[Source data]
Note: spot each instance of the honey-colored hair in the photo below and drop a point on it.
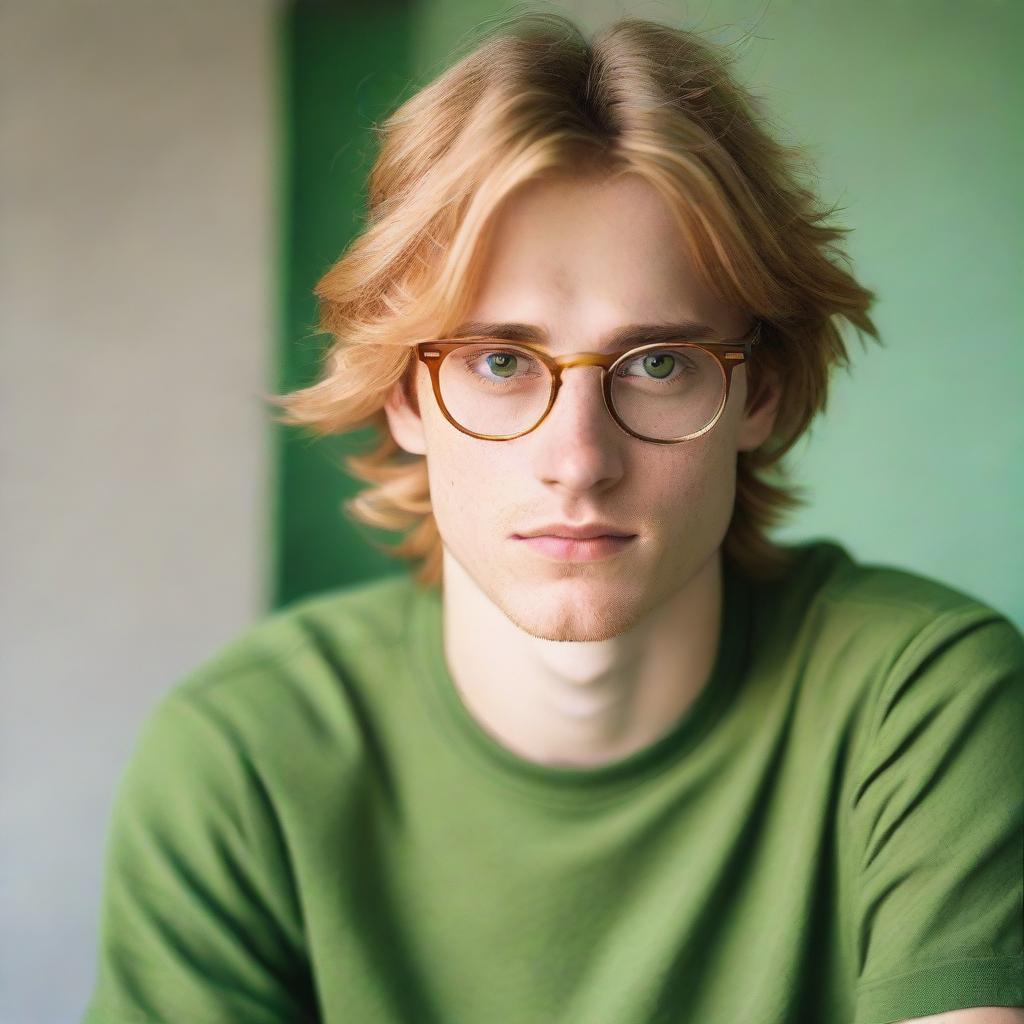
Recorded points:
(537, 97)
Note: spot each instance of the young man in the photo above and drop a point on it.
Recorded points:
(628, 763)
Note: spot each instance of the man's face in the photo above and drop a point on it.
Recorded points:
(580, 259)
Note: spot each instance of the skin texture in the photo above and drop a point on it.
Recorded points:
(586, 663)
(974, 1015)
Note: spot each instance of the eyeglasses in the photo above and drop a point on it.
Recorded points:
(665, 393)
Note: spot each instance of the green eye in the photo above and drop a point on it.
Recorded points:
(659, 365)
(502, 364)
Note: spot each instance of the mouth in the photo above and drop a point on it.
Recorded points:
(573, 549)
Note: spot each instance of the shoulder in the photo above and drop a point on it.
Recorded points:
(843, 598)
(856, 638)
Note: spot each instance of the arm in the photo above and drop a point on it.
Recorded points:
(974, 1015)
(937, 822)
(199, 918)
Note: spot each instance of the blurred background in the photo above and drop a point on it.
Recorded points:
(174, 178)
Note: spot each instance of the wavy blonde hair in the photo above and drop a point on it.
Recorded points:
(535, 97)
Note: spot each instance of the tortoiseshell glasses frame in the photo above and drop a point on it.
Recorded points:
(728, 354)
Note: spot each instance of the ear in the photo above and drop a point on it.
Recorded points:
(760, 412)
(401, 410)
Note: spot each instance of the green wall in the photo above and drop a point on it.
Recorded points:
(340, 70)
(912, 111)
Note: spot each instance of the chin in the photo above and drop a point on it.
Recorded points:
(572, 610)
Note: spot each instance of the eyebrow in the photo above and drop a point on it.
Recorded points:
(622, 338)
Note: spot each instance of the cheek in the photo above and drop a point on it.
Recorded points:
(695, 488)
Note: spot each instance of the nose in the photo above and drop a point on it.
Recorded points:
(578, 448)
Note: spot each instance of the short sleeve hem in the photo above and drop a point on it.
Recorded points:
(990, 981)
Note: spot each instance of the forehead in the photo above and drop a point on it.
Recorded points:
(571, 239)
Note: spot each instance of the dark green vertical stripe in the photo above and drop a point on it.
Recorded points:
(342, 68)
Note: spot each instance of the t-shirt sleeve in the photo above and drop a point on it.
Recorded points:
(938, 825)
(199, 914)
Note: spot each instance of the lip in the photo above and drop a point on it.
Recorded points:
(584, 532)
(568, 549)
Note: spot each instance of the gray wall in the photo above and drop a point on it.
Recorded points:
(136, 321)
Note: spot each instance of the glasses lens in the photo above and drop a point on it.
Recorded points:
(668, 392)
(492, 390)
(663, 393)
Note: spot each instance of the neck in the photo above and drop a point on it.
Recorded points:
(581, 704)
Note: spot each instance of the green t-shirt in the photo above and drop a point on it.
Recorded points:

▶ [What is being asked] Quote the line that contains "Note: spot each instance of the wavy" and each line after it through the end of the data, exactly, leaving out everything else.

▶ [Result below]
Note: spot each instance of the wavy blonde hair in the photo above and drop a point on it.
Recorded points:
(535, 97)
Note: spot each instance of the tortoiseshell glasses frame in the photo above and drop a point on it.
Recorded points:
(728, 354)
Note: spot each instance of the ear in the photo above and drop a point on it.
Recorded points:
(760, 412)
(401, 410)
Note: spot each instance of the green wall in the photo above and drop a point on it.
Recorded points:
(340, 70)
(912, 111)
Note: spot each instance of the chin in the photo above and drop a point on it.
Recorded points:
(572, 610)
Note: spot each instance of the eyebrow in the photo above and drop a point on it.
Recorded points:
(622, 338)
Note: spot each instance of the cheek in the photo above and drop a point on it.
Recorded points:
(695, 488)
Note: spot each instance of the nose in the photo above and drop a point on it.
Recorded points:
(578, 448)
Note: spot each instance of the short sleeve hem in the photo above and drop a point on it.
Recorded points:
(990, 981)
Note: spot each instance of the forehead in the photo above and drop a point on it.
Recorded points:
(571, 239)
Note: spot each instance of the dark green vertical stripe in the photo above and drop a point on it.
Recorded points:
(342, 68)
Note: spot each instance of the t-shirt sleeve in the photo above and drop a point on it.
Recorded points:
(938, 825)
(199, 914)
Note: spot each instance of the lip in the photo above and drop a point on it.
Recorded points:
(584, 532)
(568, 549)
Note: spot each instance of the gray wall in the photo above and drop a point on it.
Recorded points:
(136, 321)
Note: spot each instance of the glasses lens in the photo above and drop a point on it.
Recorded points:
(668, 392)
(492, 390)
(663, 393)
Note: spot each instance of the neck in the photo above and drop a point on it.
Recorded points:
(581, 704)
Note: spot each instance of the green t-shirt in the photo above and drop a point on it.
Recorded points:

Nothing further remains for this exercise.